(Extracted material):
┌──
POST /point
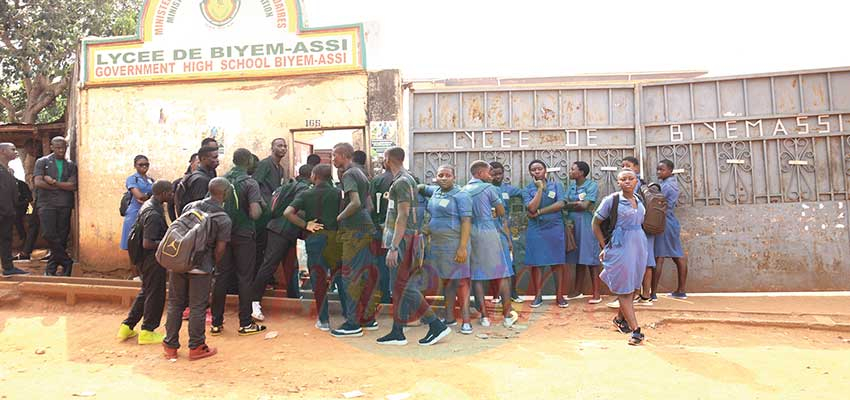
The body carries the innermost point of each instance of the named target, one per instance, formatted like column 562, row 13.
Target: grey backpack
column 185, row 240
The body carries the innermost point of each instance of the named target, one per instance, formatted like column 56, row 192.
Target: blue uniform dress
column 446, row 210
column 145, row 185
column 508, row 191
column 625, row 255
column 487, row 258
column 587, row 250
column 669, row 243
column 545, row 244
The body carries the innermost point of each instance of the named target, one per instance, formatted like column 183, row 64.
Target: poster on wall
column 382, row 135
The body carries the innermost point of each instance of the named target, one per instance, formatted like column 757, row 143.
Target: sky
column 438, row 39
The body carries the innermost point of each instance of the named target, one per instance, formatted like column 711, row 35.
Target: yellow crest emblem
column 219, row 12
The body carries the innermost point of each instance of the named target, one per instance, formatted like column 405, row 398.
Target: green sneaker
column 150, row 337
column 124, row 332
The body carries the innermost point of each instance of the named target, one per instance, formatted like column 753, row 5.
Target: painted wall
column 167, row 123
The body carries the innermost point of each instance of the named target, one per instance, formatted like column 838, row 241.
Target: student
column 403, row 246
column 282, row 238
column 359, row 274
column 379, row 186
column 669, row 243
column 488, row 260
column 320, row 205
column 244, row 207
column 624, row 256
column 581, row 196
column 192, row 289
column 632, row 163
column 8, row 200
column 448, row 250
column 140, row 186
column 56, row 181
column 545, row 245
column 151, row 299
column 497, row 176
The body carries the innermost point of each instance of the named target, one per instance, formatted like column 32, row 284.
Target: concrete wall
column 167, row 123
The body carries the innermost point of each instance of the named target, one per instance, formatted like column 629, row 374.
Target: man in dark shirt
column 379, row 186
column 320, row 205
column 195, row 184
column 8, row 203
column 282, row 237
column 56, row 181
column 359, row 274
column 151, row 299
column 193, row 288
column 244, row 206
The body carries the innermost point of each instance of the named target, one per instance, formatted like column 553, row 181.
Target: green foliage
column 38, row 44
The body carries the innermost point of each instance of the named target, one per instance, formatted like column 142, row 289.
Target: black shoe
column 637, row 338
column 14, row 271
column 622, row 325
column 394, row 338
column 347, row 330
column 252, row 329
column 436, row 333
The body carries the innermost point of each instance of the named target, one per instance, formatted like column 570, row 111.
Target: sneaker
column 538, row 301
column 150, row 337
column 435, row 334
column 621, row 325
column 252, row 329
column 124, row 332
column 637, row 338
column 346, row 330
column 202, row 351
column 511, row 319
column 370, row 326
column 169, row 352
column 257, row 311
column 323, row 326
column 14, row 271
column 394, row 338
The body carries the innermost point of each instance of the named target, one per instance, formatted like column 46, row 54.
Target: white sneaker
column 257, row 311
column 511, row 319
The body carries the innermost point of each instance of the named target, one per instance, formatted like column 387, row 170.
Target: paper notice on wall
column 382, row 135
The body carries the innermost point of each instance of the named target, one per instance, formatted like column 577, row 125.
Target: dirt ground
column 554, row 353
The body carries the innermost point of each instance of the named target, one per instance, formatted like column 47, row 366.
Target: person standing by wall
column 56, row 181
column 140, row 186
column 150, row 301
column 669, row 243
column 623, row 254
column 8, row 203
column 580, row 199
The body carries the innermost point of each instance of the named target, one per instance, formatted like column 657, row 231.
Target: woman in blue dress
column 448, row 250
column 623, row 255
column 669, row 243
column 580, row 199
column 488, row 260
column 140, row 186
column 545, row 245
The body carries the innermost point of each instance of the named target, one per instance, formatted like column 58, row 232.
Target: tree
column 38, row 48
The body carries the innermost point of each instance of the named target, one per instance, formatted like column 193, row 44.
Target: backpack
column 185, row 240
column 655, row 219
column 135, row 247
column 608, row 224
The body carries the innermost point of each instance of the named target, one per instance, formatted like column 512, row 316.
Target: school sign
column 194, row 40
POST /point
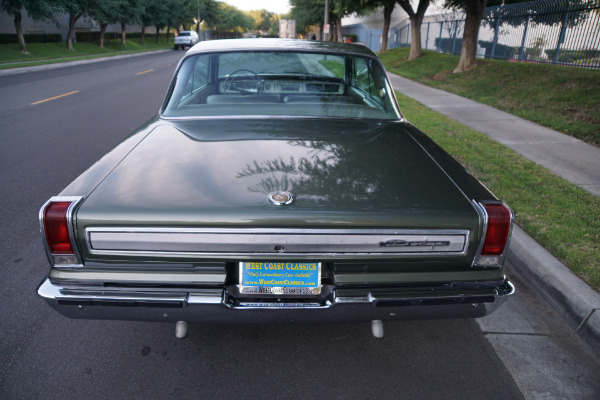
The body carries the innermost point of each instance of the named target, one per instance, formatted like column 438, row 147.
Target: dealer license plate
column 292, row 278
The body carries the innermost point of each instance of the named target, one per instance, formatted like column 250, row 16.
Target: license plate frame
column 280, row 278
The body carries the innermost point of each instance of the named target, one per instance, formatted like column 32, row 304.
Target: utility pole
column 326, row 22
column 198, row 23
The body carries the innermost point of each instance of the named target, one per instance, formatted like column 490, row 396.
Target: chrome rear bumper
column 216, row 306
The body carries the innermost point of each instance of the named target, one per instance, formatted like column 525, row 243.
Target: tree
column 36, row 9
column 416, row 19
column 129, row 12
column 388, row 9
column 311, row 12
column 104, row 12
column 76, row 9
column 265, row 22
column 228, row 18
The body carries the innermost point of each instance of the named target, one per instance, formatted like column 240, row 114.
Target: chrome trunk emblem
column 281, row 198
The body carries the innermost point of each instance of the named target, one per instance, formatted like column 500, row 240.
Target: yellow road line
column 144, row 72
column 54, row 98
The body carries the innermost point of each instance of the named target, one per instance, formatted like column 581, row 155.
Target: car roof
column 264, row 44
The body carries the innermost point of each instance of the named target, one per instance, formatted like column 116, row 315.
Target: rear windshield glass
column 280, row 83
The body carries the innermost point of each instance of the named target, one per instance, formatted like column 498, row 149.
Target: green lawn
column 46, row 53
column 566, row 99
column 562, row 217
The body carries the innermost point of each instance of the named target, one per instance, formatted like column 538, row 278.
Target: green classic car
column 278, row 183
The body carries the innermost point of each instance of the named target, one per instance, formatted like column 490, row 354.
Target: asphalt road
column 44, row 355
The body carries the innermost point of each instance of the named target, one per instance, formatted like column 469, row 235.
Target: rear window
column 280, row 83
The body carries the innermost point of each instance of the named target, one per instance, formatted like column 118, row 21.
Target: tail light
column 57, row 231
column 499, row 219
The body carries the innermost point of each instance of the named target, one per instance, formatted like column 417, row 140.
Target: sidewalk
column 567, row 157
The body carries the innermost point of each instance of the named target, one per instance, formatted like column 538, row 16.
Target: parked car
column 279, row 182
column 185, row 39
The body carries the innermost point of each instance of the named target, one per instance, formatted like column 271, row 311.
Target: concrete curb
column 565, row 293
column 44, row 67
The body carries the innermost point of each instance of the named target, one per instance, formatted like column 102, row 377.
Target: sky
column 276, row 6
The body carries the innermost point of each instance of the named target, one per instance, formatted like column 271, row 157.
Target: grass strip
column 48, row 53
column 566, row 99
column 562, row 217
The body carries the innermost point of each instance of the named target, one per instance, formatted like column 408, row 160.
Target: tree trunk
column 415, row 38
column 19, row 31
column 102, row 32
column 123, row 35
column 416, row 19
column 387, row 16
column 468, row 53
column 338, row 29
column 72, row 20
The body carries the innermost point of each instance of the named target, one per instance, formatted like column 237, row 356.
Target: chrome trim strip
column 48, row 290
column 269, row 116
column 255, row 243
column 104, row 296
column 75, row 201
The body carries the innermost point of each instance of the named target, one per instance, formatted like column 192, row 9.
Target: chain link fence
column 565, row 32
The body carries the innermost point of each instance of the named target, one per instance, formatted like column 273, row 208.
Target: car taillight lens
column 499, row 219
column 57, row 229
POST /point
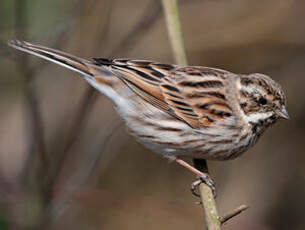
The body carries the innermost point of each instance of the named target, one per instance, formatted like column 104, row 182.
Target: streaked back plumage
column 194, row 111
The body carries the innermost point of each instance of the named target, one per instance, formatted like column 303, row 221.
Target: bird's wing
column 195, row 95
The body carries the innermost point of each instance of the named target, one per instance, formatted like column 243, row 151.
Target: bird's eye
column 262, row 101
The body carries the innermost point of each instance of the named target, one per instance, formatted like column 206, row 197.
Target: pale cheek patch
column 255, row 117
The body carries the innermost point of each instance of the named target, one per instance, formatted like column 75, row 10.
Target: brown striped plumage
column 193, row 111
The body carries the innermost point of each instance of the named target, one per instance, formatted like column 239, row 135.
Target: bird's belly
column 170, row 137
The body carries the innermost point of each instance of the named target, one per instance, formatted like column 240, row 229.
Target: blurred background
column 66, row 160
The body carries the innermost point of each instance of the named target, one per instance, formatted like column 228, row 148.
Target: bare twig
└──
(Task goal): From the records above, print exactly the lines that run from the line with "438, row 147." to the line with "525, row 243.", inclusive.

(Result):
The body carries the innermost point of each instance of the named target, one per instance, formatted like column 438, row 147.
Target: dealer license plate
column 292, row 278
The body carries the innermost point of each instance of the named target, one per instance, formatted like column 250, row 16.
Target: license plate frame
column 280, row 278
The body carries the innermost point of each instance of the named target, one per instance, formatted like column 32, row 304.
Target: utility pole
column 326, row 22
column 198, row 23
The body carries the innermost point of each instance of the named target, one per instance, formatted like column 490, row 396.
Target: chrome rear bumper
column 216, row 306
The body carries the innermost point of each instance of the named target, one per instance, formatted like column 525, row 243.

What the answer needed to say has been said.